-- BEGIN Data for the task --
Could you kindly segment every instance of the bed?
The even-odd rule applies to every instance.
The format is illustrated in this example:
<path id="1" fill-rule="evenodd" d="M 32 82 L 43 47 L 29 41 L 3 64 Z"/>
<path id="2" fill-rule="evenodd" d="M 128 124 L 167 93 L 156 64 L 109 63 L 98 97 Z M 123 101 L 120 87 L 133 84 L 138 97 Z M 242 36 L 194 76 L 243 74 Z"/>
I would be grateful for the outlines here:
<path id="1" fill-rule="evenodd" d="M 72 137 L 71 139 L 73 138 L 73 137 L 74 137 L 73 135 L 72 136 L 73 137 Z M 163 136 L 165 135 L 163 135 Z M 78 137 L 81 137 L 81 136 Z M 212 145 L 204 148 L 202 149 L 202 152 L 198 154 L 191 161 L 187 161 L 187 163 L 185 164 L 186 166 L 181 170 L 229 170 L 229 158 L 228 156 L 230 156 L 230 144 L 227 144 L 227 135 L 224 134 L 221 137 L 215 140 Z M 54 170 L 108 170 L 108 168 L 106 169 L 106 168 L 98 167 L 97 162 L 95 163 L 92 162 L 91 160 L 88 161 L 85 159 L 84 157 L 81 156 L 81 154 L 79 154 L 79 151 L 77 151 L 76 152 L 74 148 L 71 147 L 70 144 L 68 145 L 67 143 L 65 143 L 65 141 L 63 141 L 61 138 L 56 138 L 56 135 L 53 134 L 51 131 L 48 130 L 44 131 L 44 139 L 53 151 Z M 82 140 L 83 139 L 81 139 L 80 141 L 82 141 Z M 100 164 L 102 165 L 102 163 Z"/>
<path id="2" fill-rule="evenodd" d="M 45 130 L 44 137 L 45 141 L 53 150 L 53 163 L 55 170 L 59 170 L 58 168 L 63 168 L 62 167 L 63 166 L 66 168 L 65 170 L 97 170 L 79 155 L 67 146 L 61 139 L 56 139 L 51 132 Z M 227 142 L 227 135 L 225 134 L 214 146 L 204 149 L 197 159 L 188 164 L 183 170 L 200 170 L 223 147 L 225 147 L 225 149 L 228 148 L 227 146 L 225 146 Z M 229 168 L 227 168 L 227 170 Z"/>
-- END Data for the task --
**Stated goal:** Please repeat the records word for word, from their first line through the line that contains "I would be grateful", including both of those lines.

**Complete response:**
Could you kindly segment every instance of the bed?
The even-odd rule applies to every instance.
The format is illustrated in this example:
<path id="1" fill-rule="evenodd" d="M 32 82 L 43 47 L 29 41 L 3 64 Z"/>
<path id="2" fill-rule="evenodd" d="M 128 124 L 167 93 L 156 64 L 109 63 L 98 97 Z M 123 101 L 120 87 L 133 84 L 138 97 Z M 242 36 L 194 76 L 243 74 Z"/>
I would be grateful for the outlines here:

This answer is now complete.